* [Problem description] Identify every line in the rows below that contains the string "boot" and copy each one out in full. Case counts.

* [Provided records]
..............................
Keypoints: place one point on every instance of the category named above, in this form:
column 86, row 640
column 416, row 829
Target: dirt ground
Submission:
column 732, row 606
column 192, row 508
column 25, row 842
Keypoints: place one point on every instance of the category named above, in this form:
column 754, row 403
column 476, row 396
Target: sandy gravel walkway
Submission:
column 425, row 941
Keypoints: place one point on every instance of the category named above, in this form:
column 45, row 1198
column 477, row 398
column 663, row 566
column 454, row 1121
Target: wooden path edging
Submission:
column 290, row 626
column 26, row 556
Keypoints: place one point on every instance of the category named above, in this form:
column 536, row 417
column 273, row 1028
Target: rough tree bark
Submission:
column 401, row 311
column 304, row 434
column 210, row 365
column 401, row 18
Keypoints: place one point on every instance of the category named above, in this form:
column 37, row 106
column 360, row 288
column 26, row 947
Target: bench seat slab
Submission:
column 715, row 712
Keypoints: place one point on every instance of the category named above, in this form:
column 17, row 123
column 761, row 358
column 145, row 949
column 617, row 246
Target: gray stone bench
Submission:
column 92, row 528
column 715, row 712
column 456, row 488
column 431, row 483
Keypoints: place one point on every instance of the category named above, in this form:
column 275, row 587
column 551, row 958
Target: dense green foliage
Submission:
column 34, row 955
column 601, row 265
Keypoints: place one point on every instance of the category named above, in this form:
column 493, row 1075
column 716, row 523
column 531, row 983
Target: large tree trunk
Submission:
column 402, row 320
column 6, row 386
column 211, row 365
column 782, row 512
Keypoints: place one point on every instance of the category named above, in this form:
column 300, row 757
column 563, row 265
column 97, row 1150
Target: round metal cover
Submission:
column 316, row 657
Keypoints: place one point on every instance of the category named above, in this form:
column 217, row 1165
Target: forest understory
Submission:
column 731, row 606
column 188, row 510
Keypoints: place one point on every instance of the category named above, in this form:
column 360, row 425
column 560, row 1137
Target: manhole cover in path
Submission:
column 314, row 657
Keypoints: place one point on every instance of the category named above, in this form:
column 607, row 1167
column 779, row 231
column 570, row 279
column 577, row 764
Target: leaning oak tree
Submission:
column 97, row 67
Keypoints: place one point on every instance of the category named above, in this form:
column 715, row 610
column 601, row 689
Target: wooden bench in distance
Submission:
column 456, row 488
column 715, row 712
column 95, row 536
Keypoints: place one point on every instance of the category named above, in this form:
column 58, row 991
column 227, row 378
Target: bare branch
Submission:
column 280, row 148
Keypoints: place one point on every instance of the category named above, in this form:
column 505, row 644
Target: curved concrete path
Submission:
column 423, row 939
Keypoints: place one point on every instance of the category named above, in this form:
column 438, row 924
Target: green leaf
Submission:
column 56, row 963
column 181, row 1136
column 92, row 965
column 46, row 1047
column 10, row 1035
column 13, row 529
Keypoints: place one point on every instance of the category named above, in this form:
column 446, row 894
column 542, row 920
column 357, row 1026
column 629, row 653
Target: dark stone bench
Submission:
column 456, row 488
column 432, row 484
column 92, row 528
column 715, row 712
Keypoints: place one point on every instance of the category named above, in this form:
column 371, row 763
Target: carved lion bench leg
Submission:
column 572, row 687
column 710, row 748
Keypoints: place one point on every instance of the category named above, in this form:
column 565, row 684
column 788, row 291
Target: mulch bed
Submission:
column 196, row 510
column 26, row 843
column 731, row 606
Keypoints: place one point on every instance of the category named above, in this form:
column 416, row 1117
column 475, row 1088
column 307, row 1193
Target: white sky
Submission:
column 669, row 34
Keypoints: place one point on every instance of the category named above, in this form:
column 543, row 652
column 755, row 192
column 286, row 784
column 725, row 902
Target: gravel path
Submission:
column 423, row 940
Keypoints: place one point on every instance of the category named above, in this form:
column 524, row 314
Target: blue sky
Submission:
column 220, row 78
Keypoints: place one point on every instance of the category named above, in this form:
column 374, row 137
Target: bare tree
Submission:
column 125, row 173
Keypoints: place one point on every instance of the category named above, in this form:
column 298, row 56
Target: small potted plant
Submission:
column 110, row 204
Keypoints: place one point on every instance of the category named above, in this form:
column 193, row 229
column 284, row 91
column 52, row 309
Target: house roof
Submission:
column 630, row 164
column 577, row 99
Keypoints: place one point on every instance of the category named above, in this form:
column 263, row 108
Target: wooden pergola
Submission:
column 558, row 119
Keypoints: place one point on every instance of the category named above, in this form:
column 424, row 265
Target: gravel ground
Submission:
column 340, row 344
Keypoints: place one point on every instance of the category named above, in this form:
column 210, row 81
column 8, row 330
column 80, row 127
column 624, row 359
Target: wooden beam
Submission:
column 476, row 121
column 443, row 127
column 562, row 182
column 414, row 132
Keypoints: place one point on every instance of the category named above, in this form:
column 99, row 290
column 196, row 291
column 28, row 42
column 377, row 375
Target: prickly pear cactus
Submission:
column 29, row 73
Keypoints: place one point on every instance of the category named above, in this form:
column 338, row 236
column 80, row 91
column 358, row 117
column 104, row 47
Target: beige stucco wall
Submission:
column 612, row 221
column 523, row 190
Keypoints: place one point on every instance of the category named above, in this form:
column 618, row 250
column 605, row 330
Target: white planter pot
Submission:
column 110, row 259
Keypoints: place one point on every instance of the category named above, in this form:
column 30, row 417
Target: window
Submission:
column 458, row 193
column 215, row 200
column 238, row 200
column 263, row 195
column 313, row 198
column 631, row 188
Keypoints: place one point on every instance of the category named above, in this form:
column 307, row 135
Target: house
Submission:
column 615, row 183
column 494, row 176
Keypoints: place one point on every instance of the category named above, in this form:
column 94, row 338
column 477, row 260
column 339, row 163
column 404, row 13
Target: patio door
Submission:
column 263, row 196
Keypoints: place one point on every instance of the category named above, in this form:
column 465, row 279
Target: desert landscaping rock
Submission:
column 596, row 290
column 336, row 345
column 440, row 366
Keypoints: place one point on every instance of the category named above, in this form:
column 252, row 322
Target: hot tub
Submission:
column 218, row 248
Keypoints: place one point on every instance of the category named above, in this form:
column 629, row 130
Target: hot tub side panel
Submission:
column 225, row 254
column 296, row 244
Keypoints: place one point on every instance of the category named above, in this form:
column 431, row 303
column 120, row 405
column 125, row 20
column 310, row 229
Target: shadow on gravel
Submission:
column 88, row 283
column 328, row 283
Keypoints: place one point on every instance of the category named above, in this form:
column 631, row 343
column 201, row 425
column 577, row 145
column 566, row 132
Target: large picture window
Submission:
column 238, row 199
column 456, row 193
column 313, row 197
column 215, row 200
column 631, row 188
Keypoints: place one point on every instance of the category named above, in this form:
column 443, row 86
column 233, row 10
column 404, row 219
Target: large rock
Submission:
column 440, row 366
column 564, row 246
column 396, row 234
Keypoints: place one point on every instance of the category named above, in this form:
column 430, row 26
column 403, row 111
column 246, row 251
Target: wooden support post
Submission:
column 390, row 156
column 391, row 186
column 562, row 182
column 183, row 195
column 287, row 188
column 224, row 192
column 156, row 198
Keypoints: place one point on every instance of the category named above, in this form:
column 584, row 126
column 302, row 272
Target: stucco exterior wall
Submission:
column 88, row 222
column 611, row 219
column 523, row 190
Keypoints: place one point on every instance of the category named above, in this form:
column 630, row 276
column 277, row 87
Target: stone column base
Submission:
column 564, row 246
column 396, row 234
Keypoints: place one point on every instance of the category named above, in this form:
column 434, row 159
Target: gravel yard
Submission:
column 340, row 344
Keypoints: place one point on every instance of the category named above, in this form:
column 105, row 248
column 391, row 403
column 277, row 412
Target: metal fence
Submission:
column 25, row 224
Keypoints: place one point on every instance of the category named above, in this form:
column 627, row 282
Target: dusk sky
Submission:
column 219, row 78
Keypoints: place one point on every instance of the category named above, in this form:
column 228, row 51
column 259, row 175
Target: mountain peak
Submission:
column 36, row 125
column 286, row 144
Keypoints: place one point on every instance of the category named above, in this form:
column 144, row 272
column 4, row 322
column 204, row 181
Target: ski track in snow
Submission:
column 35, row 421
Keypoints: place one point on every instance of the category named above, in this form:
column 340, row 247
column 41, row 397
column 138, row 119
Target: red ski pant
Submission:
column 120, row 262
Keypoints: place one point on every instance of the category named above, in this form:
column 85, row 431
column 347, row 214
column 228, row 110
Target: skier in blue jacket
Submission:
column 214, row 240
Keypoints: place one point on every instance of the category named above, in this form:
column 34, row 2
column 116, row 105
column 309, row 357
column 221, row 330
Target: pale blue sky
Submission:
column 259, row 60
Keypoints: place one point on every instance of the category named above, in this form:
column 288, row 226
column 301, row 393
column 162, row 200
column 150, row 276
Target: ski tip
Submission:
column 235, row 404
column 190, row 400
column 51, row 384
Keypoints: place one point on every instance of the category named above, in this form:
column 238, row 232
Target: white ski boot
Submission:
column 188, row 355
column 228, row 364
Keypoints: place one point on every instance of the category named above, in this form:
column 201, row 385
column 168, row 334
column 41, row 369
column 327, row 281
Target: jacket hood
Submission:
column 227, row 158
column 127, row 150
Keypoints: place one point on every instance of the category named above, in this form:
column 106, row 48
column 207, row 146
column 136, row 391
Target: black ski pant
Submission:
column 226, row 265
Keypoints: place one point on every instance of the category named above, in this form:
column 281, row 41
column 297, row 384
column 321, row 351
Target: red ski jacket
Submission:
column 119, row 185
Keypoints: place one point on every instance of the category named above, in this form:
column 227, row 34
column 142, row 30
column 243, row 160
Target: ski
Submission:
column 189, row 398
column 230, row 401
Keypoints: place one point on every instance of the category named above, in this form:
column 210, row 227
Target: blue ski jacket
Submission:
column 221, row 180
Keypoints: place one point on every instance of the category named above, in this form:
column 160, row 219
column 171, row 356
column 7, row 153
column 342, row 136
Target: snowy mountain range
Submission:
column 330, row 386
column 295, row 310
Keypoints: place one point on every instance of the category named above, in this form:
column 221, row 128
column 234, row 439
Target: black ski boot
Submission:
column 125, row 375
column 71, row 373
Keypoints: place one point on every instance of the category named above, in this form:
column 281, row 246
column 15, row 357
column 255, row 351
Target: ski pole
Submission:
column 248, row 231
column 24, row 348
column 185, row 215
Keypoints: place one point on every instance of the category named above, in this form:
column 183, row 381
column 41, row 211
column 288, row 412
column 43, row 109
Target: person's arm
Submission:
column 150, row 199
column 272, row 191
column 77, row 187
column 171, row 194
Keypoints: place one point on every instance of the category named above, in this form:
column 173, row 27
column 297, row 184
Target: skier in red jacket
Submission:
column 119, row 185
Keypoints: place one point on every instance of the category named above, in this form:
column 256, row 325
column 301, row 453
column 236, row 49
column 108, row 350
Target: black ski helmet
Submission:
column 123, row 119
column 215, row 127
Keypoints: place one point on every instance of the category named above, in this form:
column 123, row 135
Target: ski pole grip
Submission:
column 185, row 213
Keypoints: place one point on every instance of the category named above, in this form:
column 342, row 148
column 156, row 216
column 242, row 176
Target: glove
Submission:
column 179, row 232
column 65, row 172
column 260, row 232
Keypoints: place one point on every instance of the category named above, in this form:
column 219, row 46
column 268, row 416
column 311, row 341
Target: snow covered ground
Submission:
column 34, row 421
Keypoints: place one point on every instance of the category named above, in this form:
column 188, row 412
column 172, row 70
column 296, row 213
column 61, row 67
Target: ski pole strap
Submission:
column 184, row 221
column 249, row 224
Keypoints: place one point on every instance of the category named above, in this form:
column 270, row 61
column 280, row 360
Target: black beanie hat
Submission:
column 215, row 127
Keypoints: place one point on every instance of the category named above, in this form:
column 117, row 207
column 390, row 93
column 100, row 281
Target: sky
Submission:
..............................
* [Solution to the problem]
Target: white ski boot
Target: black ski boot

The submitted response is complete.